▶ **Exercise tasks**:
[A] Which places does the description of The Street Sweeper below say the novel spans across the globe? List them all.
[B] Can you condense the paragraph beginning "How breathtakingly close we are" from the description of The Street Sweeper below into a short bulleted list that keeps its main facts?
[C] Answer these questions from the description of The Street Sweeper below:
(i) What job does Lamont Williams hold?
(ii) At which university is Adam Zignelik an untenured professor?
(iii) Who suggested the promising research topic Adam sees?

▶ **Document extract**:
The Street Sweeper
by Elliot Perlman
How breathtakingly close we are to lives that at first seem so far away. From the civil rights struggle in the United States to the Nazi crimes against humanity in Europe, there are more stories than people passing one another every day on the bustling streets of every crowded city. Only some stories survive to become history. Recently released from prison, Lamont Williams, an African American probationary janitor in a Manhattan hospital and father of a little girl he can’t locate, strikes up an unlikely friendship with an elderly patient, a Holocaust survivor who was a prisoner in Auschwitz-Birkenau. A few blocks uptown, historian Adam Zignelik, an untenured Columbia professor, finds both his career and his long-term romantic relationship falling apart. Emerging from the depths of his own personal history, Adam sees, in a promising research topic suggested by an American World War II veteran, the beginnings of something that might just save him professionally, and perhaps even personally. As these men try to survive in early-twenty-first-century New York, history comes to life in ways neither of them could have foreseen. Two very different paths—Lamont’s and Adam’s—lead to one greater story as The Street Sweeper, in dealing with memory, love, guilt, heroism, the extremes of racism and unexpected kindness, spans the twentieth century to the present, and spans the globe from New York to Chicago to Auschwitz. Epic in scope, this is a remarkable feat of storytelling.

▶ **Raw data**:
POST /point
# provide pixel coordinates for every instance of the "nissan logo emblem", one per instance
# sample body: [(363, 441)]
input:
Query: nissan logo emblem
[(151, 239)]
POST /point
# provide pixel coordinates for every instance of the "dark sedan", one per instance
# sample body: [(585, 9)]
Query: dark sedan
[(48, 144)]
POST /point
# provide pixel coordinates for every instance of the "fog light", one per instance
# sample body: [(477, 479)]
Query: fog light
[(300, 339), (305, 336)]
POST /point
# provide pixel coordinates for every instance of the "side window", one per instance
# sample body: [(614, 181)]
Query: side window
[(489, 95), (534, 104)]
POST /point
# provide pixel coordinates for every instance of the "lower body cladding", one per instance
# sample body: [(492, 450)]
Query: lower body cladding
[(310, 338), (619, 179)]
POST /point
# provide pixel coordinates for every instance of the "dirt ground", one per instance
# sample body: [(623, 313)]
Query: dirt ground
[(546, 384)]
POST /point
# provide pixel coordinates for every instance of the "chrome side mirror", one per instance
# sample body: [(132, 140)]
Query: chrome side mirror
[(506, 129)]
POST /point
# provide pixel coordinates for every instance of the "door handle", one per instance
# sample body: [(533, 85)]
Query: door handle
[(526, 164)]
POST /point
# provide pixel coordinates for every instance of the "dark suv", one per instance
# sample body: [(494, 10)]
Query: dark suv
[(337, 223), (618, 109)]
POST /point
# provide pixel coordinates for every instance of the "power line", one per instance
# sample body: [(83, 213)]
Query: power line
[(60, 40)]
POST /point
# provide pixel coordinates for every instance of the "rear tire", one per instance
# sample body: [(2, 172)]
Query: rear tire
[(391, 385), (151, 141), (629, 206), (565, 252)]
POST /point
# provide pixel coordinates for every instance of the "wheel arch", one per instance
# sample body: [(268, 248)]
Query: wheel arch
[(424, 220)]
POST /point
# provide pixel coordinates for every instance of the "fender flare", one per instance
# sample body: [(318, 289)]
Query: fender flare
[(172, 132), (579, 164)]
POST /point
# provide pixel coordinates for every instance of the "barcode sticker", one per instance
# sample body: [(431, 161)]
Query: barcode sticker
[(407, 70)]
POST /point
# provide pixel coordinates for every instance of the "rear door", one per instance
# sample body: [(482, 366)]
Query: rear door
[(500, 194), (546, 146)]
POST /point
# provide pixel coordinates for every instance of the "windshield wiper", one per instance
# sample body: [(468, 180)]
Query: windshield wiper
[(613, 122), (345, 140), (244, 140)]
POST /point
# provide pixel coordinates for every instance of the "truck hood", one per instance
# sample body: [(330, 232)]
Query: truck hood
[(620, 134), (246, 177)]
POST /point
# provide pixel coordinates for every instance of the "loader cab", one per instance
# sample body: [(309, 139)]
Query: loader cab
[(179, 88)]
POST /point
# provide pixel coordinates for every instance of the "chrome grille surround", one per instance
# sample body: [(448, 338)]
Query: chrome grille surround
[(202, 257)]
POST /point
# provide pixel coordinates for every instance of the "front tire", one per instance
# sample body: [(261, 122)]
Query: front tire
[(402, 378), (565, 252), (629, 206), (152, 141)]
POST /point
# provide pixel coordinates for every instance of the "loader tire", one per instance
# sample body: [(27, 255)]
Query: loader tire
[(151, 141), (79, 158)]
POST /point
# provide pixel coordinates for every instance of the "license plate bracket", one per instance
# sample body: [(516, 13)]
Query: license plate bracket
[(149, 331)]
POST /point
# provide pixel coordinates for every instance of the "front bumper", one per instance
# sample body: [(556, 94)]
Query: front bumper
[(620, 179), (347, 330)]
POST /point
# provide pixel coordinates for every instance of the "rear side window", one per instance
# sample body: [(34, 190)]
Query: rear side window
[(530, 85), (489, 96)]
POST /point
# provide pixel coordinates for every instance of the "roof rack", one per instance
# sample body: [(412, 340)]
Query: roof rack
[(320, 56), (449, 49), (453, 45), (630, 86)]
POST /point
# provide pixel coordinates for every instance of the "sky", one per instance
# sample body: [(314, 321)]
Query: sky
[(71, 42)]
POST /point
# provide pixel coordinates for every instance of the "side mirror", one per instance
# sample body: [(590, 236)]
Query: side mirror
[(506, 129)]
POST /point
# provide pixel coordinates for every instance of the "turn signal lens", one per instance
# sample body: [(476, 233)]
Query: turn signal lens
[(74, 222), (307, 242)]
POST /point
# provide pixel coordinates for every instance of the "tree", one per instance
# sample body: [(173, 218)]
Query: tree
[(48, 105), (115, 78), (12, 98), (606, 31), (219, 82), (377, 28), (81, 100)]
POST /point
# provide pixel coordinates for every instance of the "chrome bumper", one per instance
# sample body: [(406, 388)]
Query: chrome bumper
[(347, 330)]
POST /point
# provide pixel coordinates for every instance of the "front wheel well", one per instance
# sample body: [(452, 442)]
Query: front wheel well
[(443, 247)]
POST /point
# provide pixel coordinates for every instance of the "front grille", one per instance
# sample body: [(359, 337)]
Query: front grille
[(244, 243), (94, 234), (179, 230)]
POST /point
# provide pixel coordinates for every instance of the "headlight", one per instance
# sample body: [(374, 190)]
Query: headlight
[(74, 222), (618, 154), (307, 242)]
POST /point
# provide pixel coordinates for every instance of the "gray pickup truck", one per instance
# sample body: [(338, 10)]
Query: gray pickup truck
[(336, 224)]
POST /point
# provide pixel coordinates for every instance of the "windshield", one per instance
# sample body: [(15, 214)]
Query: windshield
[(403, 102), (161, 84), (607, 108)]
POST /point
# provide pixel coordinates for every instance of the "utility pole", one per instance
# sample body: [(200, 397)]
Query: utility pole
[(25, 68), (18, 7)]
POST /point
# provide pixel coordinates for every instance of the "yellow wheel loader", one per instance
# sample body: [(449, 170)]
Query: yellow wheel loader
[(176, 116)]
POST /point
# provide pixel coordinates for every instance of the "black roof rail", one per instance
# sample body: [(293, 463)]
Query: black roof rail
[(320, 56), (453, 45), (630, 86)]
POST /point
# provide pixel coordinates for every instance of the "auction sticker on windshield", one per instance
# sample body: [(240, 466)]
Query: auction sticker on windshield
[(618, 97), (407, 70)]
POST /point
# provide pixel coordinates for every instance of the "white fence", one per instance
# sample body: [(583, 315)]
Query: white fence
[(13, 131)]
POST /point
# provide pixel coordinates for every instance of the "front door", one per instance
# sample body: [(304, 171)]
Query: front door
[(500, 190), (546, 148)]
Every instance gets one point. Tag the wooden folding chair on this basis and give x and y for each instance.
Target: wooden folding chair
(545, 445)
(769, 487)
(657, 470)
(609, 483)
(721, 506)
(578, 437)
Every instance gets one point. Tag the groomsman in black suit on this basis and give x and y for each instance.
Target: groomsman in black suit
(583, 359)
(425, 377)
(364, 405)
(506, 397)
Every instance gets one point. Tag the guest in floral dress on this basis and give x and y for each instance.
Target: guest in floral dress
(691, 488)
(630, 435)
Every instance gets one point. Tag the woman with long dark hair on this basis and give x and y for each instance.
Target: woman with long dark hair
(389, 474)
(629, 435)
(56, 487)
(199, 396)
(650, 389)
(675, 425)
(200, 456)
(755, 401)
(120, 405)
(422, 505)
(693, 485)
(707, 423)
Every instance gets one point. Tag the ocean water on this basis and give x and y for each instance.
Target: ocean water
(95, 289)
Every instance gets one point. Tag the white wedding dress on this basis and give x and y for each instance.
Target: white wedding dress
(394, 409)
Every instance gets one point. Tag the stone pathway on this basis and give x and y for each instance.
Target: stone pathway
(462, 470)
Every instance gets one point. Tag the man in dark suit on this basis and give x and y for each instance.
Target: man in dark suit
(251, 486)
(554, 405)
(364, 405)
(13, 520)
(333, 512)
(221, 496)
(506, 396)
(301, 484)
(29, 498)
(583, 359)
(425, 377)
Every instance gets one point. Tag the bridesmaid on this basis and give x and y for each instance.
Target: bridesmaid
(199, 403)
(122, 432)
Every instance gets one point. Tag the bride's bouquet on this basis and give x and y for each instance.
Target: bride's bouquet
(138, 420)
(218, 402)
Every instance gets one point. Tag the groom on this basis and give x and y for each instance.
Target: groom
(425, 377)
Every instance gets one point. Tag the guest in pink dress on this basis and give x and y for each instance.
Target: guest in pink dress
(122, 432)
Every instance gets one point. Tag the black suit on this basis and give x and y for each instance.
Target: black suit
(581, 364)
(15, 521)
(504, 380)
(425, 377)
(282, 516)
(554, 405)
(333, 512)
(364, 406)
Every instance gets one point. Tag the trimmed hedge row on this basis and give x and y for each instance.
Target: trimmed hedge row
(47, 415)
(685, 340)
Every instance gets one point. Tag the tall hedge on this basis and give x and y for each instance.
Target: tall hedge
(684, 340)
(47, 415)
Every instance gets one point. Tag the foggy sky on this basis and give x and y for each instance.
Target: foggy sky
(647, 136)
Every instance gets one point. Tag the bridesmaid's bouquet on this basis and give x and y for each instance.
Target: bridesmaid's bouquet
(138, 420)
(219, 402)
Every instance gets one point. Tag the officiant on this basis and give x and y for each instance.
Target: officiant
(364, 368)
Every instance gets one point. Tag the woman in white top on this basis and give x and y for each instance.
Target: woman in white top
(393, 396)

▶ **Numbered responses**:
[A] New York, Chicago, Auschwitz

[B]
- Only some of the countless stories, from the US civil rights struggle to Nazi crimes in Europe, survive to become history.
- Lamont Williams, recently released from prison, works as a probationary janitor in a Manhattan hospital. He is an African American father who cannot locate his little girl. He befriends an elderly patient who survived Auschwitz-Birkenau.
- Adam Zignelik, an untenured Columbia historian, sees his career and long-term relationship falling apart. A research topic suggested by an American World War II veteran might save him.
- In early-twenty-first-century New York, their two paths lead to one greater story.
- The novel deals with memory, love, guilt, heroism, the extremes of racism and unexpected kindness.
- It spans the twentieth century to the present and runs from New York to Chicago to Auschwitz.

[C]
(i) Probationary janitor in a Manhattan hospital
(ii) Columbia
(iii) An American World War II veteran